▶ _Предоставленный отрывок_
== == ==
КВАНТОВАЯ ПОЭЗИЯ МЕХАНИКА
Настоящая поэзия ничего не говорит, она только указывает возможности. Открывает все двери. Ты можешь открыть любую, которая подходит тебе.

РУССКАЯ ПОЭЗИЯ

Джим Моррисон
МИХАИЛ КРАСИЛЬНИКОВ

Михаил Михайлович Красильников (1933, Орша, Белоруссия — 1996, Рига, Латвия) — русский поэт, один из первых диссидентов, осуждённых при Хрущёве за политические высказывания, один из зачинателей самиздата, коллектор.

 

Михаил Красильников родился в белорусском городе Орше, где проходил военную службу его отец. В Ригу семья переехала в 1948 году, в военные годы пожив в Хабаровске и Сибири, а сразу после войны в Калининграде.

 

В Риге Красильников окончил 22-ю школу, поступив в 1951 г. на отделение журналистики филологического факультета Ленинградского государственного университета.

 

В университете юноша проявил себя талантливым неординарным поэтом, чье имя стало обозначением целого «круга Красильникова», в который входили Владимир Уфлянд, Юрий Виноградов, Сергей Кулле, Михаил Ерёмин. Владимир Уфлянд называл эту компанию «филологической школой».
== == ==
▶ _Листинг_
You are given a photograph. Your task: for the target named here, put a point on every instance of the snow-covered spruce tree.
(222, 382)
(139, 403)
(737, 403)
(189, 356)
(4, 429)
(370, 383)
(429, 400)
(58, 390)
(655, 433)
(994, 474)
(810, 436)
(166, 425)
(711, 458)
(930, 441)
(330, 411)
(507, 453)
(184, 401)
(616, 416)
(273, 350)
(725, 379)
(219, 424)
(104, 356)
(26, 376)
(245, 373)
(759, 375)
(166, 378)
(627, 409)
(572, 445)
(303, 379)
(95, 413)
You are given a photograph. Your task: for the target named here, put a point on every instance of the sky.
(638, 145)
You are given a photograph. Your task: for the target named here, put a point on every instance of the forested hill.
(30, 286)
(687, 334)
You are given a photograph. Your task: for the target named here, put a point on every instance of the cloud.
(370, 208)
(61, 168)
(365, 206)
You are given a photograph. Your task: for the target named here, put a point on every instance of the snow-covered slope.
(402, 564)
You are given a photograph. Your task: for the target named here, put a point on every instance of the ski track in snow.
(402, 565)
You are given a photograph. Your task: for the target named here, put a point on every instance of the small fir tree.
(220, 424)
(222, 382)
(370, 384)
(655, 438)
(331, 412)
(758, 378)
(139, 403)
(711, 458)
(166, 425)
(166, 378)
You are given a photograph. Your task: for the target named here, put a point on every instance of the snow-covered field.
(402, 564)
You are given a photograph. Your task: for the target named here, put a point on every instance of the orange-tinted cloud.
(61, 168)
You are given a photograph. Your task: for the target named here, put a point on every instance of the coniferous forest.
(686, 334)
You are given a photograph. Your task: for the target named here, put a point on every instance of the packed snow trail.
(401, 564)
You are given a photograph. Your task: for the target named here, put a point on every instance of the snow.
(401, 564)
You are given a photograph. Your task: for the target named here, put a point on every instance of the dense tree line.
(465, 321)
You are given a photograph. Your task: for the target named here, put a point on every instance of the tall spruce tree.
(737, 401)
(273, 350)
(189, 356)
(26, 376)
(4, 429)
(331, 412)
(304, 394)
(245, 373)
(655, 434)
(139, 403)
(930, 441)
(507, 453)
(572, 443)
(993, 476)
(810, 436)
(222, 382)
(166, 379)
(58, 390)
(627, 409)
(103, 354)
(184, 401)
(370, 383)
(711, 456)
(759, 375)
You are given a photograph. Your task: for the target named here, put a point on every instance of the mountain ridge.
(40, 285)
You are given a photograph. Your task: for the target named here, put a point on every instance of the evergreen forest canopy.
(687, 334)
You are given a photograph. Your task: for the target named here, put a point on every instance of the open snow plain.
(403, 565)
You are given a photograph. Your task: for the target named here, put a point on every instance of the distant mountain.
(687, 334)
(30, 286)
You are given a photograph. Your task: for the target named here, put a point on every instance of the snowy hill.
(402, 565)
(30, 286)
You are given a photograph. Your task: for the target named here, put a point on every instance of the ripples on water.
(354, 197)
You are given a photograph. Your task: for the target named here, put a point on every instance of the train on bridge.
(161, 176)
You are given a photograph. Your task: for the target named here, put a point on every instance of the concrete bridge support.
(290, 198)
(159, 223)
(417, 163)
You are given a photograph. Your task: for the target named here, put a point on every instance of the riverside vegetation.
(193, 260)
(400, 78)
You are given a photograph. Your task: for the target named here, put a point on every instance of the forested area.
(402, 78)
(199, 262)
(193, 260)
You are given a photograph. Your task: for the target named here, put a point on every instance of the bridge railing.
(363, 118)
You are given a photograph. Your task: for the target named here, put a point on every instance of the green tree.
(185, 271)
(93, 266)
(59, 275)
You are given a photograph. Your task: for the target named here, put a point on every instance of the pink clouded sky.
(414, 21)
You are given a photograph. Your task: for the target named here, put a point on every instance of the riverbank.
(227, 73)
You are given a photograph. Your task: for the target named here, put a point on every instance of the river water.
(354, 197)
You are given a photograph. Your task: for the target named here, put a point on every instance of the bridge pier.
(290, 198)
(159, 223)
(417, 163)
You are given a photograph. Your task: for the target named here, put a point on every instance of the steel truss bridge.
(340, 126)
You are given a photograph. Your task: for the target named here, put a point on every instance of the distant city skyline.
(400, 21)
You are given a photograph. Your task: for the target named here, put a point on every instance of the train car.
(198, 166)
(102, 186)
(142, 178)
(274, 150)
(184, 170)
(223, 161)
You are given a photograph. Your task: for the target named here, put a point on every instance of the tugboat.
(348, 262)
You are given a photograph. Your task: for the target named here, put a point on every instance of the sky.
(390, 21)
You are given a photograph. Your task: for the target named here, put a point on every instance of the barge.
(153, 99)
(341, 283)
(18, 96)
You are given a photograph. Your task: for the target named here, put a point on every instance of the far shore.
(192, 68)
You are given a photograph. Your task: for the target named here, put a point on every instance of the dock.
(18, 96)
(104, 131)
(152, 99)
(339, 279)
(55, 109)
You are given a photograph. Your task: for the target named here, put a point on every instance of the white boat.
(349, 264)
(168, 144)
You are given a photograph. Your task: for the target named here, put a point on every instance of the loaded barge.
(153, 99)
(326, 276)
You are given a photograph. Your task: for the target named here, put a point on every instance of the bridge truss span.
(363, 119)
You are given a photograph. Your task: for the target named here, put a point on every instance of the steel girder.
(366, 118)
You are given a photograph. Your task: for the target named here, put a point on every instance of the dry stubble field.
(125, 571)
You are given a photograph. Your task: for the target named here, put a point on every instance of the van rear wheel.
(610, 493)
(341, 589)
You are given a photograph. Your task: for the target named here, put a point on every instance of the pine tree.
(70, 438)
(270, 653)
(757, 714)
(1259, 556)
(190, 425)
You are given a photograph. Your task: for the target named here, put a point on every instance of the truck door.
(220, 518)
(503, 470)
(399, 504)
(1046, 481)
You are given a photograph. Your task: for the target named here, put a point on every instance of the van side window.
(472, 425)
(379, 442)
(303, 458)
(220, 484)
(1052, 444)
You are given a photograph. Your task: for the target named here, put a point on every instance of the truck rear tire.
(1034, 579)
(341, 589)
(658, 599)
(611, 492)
== == ==
▶ _Письменное задание A_
Перескажите короче абзац отрывка, начинающийся словами «Михаил Красильников родился в белорусском городе Орше», и сохраните его главные факты.
▶ _Письменное задание B_
Оформите в виде таблицы Markdown строки листинга от строки, содержащей «of the tugboat.», до конца листинга включительно. Столбцы назовите «№» и «Строка», пустые строки пропустите.
Отрывок и листинг между собой никак не связаны.

▶ _Ответ A_
Красильников родился в Орше, где служил его отец. В войну семья жила в Хабаровске и Сибири, сразу после войны в Калининграде, а в 1948 году переехала в Ригу.

▶ _Ответ B_
| № | Строка |
|---|---|
| 1 | You are given a photograph. Your task: for the target named here, put a point on every instance of the tugboat. |
| 2 | (348, 262) |
| 3 | You are given a photograph. Your task: for the target named here, put a point on every instance of the sky. |
| 4 | (390, 21) |
| 5 | You are given a photograph. Your task: for the target named here, put a point on every instance of the barge. |
| 6 | (153, 99) |
| 7 | (341, 283) |
| 8 | (18, 96) |
| 9 | You are given a photograph. Your task: for the target named here, put a point on every instance of the far shore. |
| 10 | (192, 68) |
| 11 | You are given a photograph. Your task: for the target named here, put a point on every instance of the dock. |
| 12 | (18, 96) |
| 13 | (104, 131) |
| 14 | (152, 99) |
| 15 | (339, 279) |
| 16 | (55, 109) |
| 17 | You are given a photograph. Your task: for the target named here, put a point on every instance of the white boat. |
| 18 | (349, 264) |
| 19 | (168, 144) |
| 20 | You are given a photograph. Your task: for the target named here, put a point on every instance of the loaded barge. |
| 21 | (153, 99) |
| 22 | (326, 276) |
| 23 | You are given a photograph. Your task: for the target named here, put a point on every instance of the bridge truss span. |
| 24 | (363, 119) |
| 25 | You are given a photograph. Your task: for the target named here, put a point on every instance of the steel girder. |
| 26 | (366, 118) |
| 27 | You are given a photograph. Your task: for the target named here, put a point on every instance of the dry stubble field. |
| 28 | (125, 571) |
| 29 | You are given a photograph. Your task: for the target named here, put a point on every instance of the van rear wheel. |
| 30 | (610, 493) |
| 31 | (341, 589) |
| 32 | You are given a photograph. Your task: for the target named here, put a point on every instance of the pine tree. |
| 33 | (70, 438) |
| 34 | (270, 653) |
| 35 | (757, 714) |
| 36 | (1259, 556) |
| 37 | (190, 425) |
| 38 | You are given a photograph. Your task: for the target named here, put a point on every instance of the truck door. |
| 39 | (220, 518) |
| 40 | (503, 470) |
| 41 | (399, 504) |
| 42 | (1046, 481) |
| 43 | You are given a photograph. Your task: for the target named here, put a point on every instance of the van side window. |
| 44 | (472, 425) |
| 45 | (379, 442) |
| 46 | (303, 458) |
| 47 | (220, 484) |
| 48 | (1052, 444) |
| 49 | You are given a photograph. Your task: for the target named here, put a point on every instance of the truck rear tire. |
| 50 | (1034, 579) |
| 51 | (341, 589) |
| 52 | (658, 599) |
| 53 | (611, 492) |